**PASSAGE GIVEN**
The Viterbi Algorithm

Finding the Hidden States that generated a sequence

If we have a sequence of events $X_{0},X_{1}...X_{t}$ generated by a Hidden Markov Model. One thing we may wish to do is infer the maximum likelihood sequence of hidden states $S_{0},S_{1}...S_{t}$ that gave rise for this. A useful technique for this is the Viterbi Algorithm.

The Viterbi algorithm represents the possible paths through the sequence of hidden states as a graphical model called a trellis. The possible hidden states at each time step are represented by nodes, with edges representing the transitiions between them.

At each time step $t$, we start by caclulating the probabilities of the hidden states given the observation at that time step, $P(S_{i,t} \mid X_{t})$ and place corresponding nodes on the trellis. We then find the maximum likelihood predecessor for each node

$$\texttt{argmax} \left( P(S_{j,t-1}) P(S_{j,t-1} \mid S_{i,t}) \right)$$

and connect an edge from it to its successor. Any nodes at $t-1$ that have no outgoing edges are then deleted, along with their incoming edge, and this is repeated at each previous time step until no more nodes can be deleted. Then, working forwards through the trellis from the first step at which nodes were deleted, we recalculate the probabilities at each timeslice as

$$P^{\prime}(S_{i,t}) = \frac{P(S_{j,t-1}) P(S_{i,t} \mid S_{j,t-1}) P(X_{i} \mid S_{i})}{\sum_{i} P(S_{j,t-1}) P(S_{i,t} \mid S_{j,t-1}) P(X_{i} \mid S_{i})}$$

where $S_{i,t}$ are the remaining states at time $t$ and $S_{j,t-1}$ is the maximum likelihood predecessor of each state.

**INFORMATION SHOWN**
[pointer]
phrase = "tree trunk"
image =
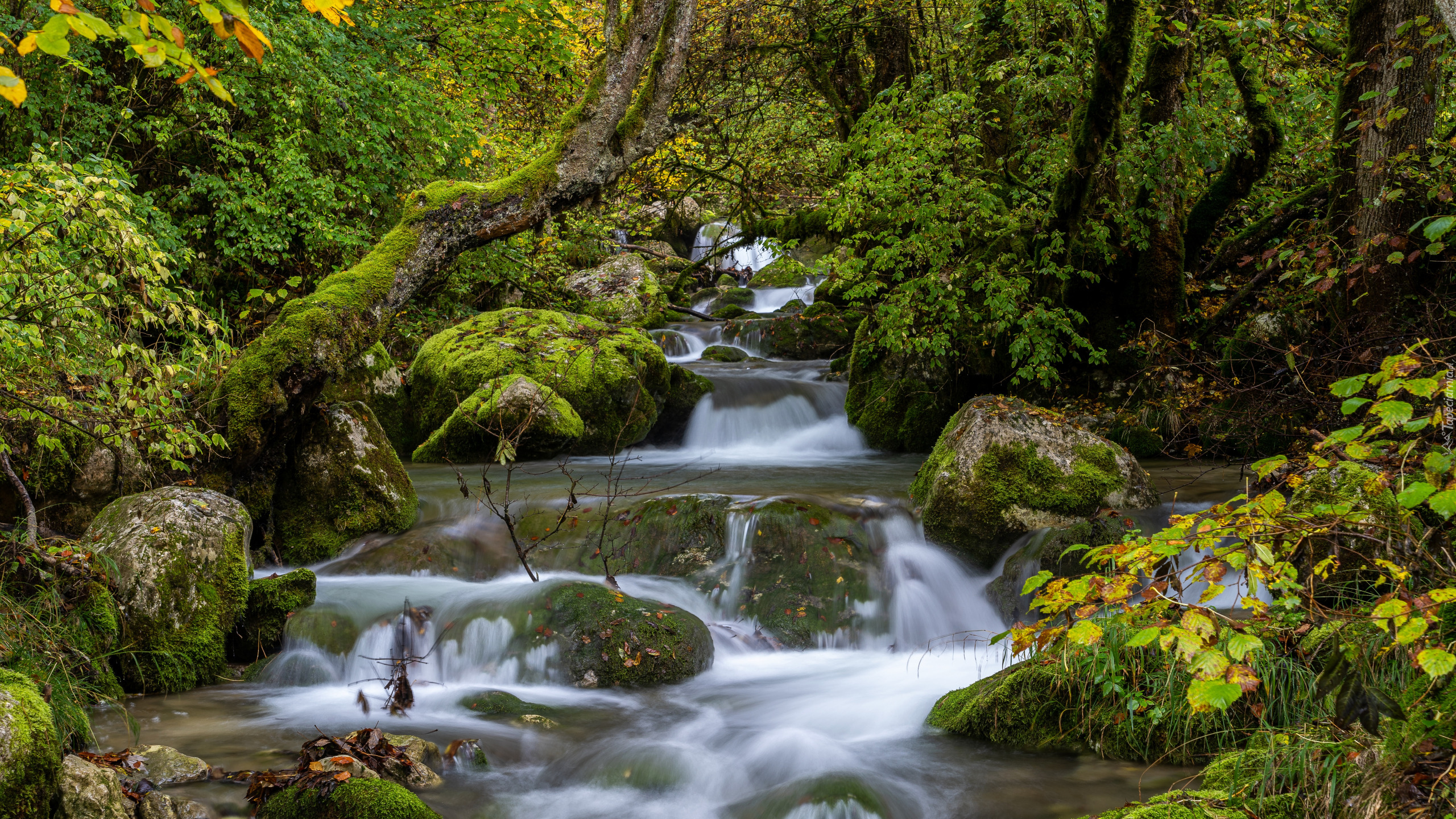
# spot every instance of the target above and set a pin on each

**WHAT YOU NEED TO DO**
A. In the passage on the Viterbi algorithm, what is the graphical model that represents the possible paths through the sequence of hidden states called?
B. Repeat the part of the passage on the Viterbi algorithm that opens with the words containing "and connect an" and closes with "of each state.".
The material has no connection to the passage on the Viterbi algorithm.

**SET OF ANSWERS**
A. A trellis.

B.
and connect an edge from it to its successor. Any nodes at $t-1$ that have no outgoing edges are then deleted, along with their incoming edge, and this is repeated at each previous time step until no more nodes can be deleted. Then, working forwards through the trellis from the first step at which nodes were deleted, we recalculate the probabilities at each timeslice as

$$P^{\prime}(S_{i,t}) = \frac{P(S_{j,t-1}) P(S_{i,t} \mid S_{j,t-1}) P(X_{i} \mid S_{i})}{\sum_{i} P(S_{j,t-1}) P(S_{i,t} \mid S_{j,t-1}) P(X_{i} \mid S_{i})}$$

where $S_{i,t}$ are the remaining states at time $t$ and $S_{j,t-1}$ is the maximum likelihood predecessor of each state.